Go to the line containing "for every instance of the mottled" in the records below and print it and every following line exactly, on through the line containing "for every instance of the squirrel ear, set", then stop.
═══ Dataset extract
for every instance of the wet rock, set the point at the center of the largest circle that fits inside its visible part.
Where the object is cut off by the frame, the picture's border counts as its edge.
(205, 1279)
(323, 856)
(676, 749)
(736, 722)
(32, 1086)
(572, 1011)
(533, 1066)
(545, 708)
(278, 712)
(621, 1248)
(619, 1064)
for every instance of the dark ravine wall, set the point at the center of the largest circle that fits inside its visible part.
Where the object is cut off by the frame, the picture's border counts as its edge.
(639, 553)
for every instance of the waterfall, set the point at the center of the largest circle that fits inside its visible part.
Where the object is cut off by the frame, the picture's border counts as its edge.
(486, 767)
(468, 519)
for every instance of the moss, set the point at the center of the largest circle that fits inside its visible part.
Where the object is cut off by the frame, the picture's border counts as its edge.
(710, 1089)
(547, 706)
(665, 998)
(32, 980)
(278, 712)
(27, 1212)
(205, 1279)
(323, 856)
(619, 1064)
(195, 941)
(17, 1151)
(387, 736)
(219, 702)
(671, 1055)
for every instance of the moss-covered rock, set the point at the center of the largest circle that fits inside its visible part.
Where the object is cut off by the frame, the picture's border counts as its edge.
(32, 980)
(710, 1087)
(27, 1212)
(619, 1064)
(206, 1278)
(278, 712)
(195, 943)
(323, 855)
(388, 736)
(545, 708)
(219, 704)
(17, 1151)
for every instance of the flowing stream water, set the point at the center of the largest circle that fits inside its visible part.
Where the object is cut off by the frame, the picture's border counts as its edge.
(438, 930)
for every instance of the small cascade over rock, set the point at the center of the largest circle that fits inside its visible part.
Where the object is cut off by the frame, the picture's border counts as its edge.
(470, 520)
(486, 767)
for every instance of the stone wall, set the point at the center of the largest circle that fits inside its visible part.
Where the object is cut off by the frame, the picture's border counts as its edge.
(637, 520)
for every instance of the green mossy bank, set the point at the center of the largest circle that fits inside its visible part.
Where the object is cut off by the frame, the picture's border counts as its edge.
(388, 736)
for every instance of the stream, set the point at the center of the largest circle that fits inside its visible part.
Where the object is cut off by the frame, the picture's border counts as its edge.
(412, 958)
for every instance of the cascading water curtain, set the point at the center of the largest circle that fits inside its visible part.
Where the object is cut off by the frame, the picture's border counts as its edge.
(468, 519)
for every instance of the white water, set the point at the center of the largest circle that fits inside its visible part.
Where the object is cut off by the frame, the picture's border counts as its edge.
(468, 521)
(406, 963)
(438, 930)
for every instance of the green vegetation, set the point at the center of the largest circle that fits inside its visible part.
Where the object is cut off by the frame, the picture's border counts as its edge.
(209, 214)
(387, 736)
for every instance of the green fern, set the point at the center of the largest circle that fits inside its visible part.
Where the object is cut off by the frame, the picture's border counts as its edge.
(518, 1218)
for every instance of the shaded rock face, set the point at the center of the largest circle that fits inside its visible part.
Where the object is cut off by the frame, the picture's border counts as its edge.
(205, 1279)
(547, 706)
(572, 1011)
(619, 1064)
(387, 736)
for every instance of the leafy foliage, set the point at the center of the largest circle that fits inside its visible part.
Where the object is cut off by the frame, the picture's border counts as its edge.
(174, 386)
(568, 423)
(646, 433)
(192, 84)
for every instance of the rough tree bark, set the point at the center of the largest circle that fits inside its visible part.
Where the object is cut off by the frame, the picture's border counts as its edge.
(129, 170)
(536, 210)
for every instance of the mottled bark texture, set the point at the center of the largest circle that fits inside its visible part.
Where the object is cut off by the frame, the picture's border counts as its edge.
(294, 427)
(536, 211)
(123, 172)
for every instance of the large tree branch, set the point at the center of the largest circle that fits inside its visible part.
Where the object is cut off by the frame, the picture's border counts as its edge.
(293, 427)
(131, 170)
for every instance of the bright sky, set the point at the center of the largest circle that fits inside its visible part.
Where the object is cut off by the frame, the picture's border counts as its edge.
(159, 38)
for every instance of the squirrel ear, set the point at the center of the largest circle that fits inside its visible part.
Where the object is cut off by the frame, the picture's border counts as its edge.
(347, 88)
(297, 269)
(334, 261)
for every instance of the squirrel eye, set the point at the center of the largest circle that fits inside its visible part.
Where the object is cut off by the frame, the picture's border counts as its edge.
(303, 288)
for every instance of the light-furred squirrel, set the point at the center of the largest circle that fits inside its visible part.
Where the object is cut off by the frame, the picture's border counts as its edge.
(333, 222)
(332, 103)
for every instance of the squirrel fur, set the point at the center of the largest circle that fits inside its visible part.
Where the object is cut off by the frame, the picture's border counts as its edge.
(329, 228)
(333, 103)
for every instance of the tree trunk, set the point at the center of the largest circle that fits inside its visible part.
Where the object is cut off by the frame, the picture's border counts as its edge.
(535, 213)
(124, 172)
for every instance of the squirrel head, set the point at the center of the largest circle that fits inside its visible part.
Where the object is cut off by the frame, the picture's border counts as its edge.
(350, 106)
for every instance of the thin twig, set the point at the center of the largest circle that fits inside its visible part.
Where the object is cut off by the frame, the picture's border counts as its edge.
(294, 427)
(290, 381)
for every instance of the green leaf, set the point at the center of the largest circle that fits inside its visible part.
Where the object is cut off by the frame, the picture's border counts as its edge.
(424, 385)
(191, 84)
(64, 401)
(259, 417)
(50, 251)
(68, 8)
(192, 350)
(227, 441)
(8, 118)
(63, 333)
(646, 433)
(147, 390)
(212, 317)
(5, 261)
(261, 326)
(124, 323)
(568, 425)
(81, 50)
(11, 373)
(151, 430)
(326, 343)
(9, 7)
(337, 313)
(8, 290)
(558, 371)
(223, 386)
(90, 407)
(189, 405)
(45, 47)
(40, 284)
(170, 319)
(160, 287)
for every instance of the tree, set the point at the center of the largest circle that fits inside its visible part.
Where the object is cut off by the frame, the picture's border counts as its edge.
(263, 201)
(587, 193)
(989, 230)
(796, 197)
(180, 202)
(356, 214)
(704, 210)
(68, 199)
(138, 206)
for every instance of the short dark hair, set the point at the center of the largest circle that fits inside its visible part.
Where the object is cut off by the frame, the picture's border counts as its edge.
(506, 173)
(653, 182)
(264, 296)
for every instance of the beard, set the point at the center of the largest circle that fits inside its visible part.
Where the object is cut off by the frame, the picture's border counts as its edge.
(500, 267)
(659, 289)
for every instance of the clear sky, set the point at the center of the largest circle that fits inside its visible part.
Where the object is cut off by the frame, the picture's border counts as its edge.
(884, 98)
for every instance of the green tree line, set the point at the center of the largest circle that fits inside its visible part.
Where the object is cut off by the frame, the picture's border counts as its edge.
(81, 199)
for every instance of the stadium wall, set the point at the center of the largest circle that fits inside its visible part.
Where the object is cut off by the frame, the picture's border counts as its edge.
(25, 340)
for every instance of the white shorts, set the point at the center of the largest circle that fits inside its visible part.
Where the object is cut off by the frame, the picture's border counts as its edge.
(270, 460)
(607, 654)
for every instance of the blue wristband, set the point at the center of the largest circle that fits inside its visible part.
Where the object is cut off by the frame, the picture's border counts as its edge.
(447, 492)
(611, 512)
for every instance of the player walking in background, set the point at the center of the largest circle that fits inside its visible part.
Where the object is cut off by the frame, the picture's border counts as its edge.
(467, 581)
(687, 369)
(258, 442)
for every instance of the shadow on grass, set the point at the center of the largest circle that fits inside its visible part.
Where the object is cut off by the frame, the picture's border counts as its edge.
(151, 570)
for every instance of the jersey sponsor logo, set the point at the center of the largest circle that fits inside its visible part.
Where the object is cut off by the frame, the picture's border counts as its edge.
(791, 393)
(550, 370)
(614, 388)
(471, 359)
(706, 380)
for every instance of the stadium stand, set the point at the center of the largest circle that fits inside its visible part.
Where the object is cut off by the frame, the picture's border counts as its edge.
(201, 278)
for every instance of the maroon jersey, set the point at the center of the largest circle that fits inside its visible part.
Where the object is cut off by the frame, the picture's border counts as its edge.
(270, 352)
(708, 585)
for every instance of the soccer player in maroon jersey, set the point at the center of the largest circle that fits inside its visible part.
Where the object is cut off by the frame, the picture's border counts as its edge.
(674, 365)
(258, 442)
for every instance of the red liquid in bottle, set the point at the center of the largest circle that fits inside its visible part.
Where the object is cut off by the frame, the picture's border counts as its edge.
══════
■ **Written reply**
for every instance of the mottled bark texture, set the point at the center of the largest circle that fits inside its visible part.
Where the object is cut off by the frame, the picture's border counts as its edge.
(294, 427)
(536, 211)
(123, 172)
for every instance of the large tree branch, set the point at the center of the largest circle that fits inside its visible part.
Where the object is cut off by the frame, the picture's border counts as its edge.
(293, 427)
(131, 170)
for every instance of the bright sky, set the point at the center of the largest circle that fits inside its visible part.
Where the object is cut off by the frame, the picture's border counts as its edge.
(159, 38)
for every instance of the squirrel ear, set the point at the center of the largest circle that fits inside its visible part.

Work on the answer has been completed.